Questions:
[1] According to the NICU reunion article, how many babies did UC Health's Level III NICU care for in 2016?
[2] Copy the NICU reunion article word for word from "On a recent" to "hospital’s open-air courtyard.".

UC Medical Center NICU hosts reunion for families, staff

Over the past 20 years, Diana Stahl has been present for the births of countless premature babies at the University of Cincinnati Medical Center NICU. A respiratory therapist, Stahl attends the deliveries of high-risk infants, standing by to deliver life-saving resuscitation if necessary.

On a recent Saturday afternoon, however, she got to hand out lollipops to happy, healthy NICU graduates instead.

More than 100 graduates of the UC Medical Center NICU and their families returned on Sept. 9 for a festival-style reunion in the hospital’s open-air courtyard.

Stahl and dozens of other NICU staff, nurses, and physicians volunteered their time for the chance to reunite with past patients and celebrate the success of UC Health’s Level III NICU, which cared for nearly 850 babies in 2016.

“This is why I do what I do,” Stahl said as she handed out lollipops at the sucker pull. “Seeing them healthy, seeing them happy – months later, years later. That’s what we’re here for.”

Greg and Dana Hill of Cleves were thrilled to reunite with their son’s NICU caregivers.

Clark and his twin brother were born three months early, and his twin brother passed away due to an illness. The family spent three months in the UC Medical Center NICU.

Today, Clark is a healthy, blonde two-year-old with a shy grin. Wearing a Superman t-shirt and cape, he was able to grab a photo with Dr. Henry Akinbi, who wore a matching Superman t-shirt.

“I love everybody here,” Dana Hill said. “They’re amazing. It’s the hardest thing you can ever go through, and they made it so much easier.”

The biennial reunion was sponsored by Friends of Tiny Hearts, the volunteer organization that provides support to the UC Medical Center NICU and its families. Organizers said about 500 people attended the event, including more than 100 NICU graduates.

“It’s important to celebrate the journey that only these people understand with each other, both the NICU staff and the families,” said volunteer Sue Ludwig, who worked as an occupational therapist in the NICU for 20 years. “Nobody else in their world understand what they went through.”

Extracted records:
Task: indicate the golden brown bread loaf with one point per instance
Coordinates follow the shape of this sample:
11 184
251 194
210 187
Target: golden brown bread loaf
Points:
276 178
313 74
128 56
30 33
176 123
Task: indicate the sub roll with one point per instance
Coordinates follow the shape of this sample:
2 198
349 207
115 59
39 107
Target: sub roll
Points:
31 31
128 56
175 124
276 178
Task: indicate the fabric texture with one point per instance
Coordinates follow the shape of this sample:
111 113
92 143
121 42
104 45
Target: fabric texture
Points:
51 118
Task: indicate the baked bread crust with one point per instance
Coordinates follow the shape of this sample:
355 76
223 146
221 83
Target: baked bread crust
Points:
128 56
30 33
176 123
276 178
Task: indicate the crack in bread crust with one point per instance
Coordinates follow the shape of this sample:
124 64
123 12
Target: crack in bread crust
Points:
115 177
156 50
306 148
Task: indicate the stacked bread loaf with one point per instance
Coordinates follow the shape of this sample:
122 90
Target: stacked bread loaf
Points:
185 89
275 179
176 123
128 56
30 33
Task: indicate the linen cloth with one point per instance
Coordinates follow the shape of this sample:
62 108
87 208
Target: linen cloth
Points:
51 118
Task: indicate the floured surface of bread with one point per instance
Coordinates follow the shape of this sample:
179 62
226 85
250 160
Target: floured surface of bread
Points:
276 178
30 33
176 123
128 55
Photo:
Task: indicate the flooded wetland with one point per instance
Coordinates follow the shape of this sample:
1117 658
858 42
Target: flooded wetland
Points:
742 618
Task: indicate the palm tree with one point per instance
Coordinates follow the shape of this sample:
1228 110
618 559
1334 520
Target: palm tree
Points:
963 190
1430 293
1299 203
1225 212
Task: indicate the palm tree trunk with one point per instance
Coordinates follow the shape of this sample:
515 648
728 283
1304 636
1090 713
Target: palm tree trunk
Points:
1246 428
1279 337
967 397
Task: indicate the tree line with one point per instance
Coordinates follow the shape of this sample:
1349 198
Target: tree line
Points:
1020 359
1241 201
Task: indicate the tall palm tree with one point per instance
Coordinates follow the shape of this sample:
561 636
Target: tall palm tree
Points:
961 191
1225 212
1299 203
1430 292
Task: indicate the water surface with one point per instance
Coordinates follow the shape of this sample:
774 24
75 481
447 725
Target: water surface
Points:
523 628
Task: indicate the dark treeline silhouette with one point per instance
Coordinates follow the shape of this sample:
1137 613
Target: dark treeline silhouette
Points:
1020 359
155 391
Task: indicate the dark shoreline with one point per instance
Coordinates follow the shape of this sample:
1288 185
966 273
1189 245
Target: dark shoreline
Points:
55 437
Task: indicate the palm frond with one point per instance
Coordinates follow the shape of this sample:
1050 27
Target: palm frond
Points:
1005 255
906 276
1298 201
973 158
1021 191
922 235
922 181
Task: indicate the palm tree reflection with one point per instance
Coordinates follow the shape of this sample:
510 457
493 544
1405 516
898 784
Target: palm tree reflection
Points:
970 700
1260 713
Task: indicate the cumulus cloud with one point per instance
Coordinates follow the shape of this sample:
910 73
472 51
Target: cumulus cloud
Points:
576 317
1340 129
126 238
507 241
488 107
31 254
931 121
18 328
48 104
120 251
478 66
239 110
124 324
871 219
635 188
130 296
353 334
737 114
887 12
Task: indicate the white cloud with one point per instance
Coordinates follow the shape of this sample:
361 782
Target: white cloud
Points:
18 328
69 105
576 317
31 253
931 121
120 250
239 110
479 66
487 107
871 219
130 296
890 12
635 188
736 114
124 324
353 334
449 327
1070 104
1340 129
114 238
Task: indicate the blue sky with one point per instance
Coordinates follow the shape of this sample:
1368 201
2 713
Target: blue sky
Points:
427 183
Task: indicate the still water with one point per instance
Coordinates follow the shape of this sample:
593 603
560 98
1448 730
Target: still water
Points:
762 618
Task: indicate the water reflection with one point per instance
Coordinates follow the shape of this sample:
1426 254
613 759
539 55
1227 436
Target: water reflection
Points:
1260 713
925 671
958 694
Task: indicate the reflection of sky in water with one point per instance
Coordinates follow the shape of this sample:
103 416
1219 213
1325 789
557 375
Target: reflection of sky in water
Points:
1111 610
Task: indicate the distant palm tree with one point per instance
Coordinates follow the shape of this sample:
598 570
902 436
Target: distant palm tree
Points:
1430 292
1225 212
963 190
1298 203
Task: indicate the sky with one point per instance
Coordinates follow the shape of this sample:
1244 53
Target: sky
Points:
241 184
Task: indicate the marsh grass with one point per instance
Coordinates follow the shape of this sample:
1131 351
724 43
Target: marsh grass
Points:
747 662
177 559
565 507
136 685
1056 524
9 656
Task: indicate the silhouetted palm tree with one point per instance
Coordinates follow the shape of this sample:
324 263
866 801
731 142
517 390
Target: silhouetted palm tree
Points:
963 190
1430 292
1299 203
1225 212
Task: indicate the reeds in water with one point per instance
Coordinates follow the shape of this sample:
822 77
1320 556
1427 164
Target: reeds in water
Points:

Results of the exercise:
[1] Nearly 850 babies.

[2]
On a recent Saturday afternoon, however, she got to hand out lollipops to happy, healthy NICU graduates instead.

More than 100 graduates of the UC Medical Center NICU and their families returned on Sept. 9 for a festival-style reunion in the hospital’s open-air courtyard.